--- Information supplied ---

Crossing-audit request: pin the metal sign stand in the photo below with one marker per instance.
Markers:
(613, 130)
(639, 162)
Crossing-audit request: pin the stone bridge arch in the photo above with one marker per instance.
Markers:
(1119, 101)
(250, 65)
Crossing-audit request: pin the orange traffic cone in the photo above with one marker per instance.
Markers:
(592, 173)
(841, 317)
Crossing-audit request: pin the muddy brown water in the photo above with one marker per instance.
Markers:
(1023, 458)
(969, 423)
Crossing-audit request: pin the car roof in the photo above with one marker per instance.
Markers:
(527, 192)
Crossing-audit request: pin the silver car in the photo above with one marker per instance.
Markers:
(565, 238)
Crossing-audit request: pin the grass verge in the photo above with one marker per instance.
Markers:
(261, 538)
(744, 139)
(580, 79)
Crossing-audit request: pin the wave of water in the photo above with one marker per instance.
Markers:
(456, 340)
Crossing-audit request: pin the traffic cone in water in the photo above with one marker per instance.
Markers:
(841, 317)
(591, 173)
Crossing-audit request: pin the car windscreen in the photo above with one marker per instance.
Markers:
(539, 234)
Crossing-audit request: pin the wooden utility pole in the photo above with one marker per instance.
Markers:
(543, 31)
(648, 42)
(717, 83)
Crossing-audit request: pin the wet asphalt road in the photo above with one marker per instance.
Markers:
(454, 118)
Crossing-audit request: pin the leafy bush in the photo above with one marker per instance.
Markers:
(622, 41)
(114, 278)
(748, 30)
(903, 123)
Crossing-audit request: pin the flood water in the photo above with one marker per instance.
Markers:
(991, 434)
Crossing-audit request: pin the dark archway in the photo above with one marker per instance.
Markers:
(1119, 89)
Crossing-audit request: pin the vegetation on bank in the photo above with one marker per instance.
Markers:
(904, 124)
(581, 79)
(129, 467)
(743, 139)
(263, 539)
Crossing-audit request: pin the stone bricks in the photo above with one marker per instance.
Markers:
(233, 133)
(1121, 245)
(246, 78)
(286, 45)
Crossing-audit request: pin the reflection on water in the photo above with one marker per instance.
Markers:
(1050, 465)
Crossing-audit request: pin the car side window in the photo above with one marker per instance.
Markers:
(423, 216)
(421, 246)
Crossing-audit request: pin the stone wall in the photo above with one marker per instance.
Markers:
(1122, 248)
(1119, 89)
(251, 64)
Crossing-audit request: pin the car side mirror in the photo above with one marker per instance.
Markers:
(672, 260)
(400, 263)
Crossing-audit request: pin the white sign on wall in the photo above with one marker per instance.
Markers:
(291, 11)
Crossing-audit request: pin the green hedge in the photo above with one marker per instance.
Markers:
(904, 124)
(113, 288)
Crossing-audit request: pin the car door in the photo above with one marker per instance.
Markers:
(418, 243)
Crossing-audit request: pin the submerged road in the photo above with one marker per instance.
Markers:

---
--- Information supplied ---

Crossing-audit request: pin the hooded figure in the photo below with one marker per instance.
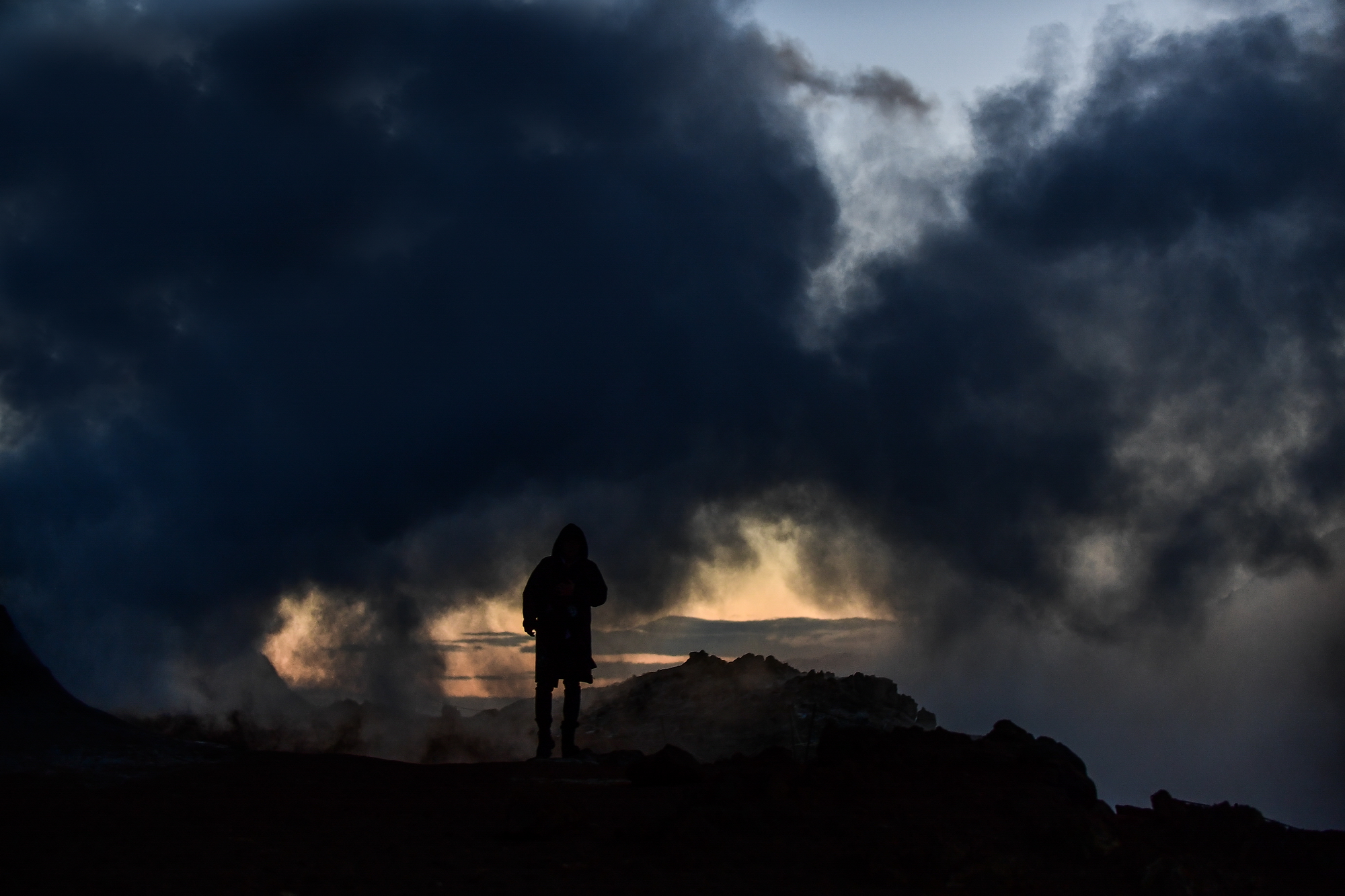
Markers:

---

■ **Problem details**
Locate the lines above that contain "below" and copy them.

■ **Task answer**
Crossing-audit request: pin the metal sign stand in the photo below with one marker per instance.
Crossing-audit request: pin the hooded figure in the photo below with one marker per instance.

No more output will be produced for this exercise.